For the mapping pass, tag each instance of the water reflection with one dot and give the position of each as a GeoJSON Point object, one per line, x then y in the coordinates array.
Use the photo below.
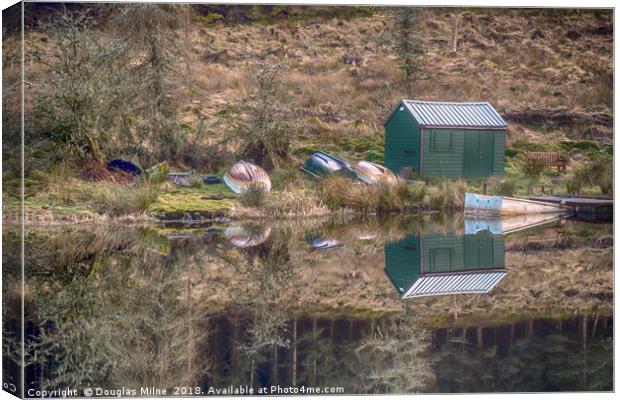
{"type": "Point", "coordinates": [440, 264]}
{"type": "Point", "coordinates": [257, 305]}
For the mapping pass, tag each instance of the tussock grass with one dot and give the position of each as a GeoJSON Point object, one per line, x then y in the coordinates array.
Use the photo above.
{"type": "Point", "coordinates": [448, 195]}
{"type": "Point", "coordinates": [253, 196]}
{"type": "Point", "coordinates": [506, 186]}
{"type": "Point", "coordinates": [122, 200]}
{"type": "Point", "coordinates": [296, 202]}
{"type": "Point", "coordinates": [338, 193]}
++++++++++
Once the pictures are set aside, copy the remaining text of every entry exactly.

FINAL ANSWER:
For the mapping pass, tag each instance of the water reflection with one dot and give the position of each as a GeoJSON Point object, one per line, x then y in the coordinates array.
Use the photo below.
{"type": "Point", "coordinates": [440, 264]}
{"type": "Point", "coordinates": [257, 305]}
For the mapping pass, tag each instance of the tussock grass with one dot and give the position of each as a GeoJSON Point object, one per line, x then y in the coordinates array.
Use the photo above.
{"type": "Point", "coordinates": [448, 195]}
{"type": "Point", "coordinates": [253, 196]}
{"type": "Point", "coordinates": [506, 186]}
{"type": "Point", "coordinates": [122, 200]}
{"type": "Point", "coordinates": [296, 202]}
{"type": "Point", "coordinates": [338, 193]}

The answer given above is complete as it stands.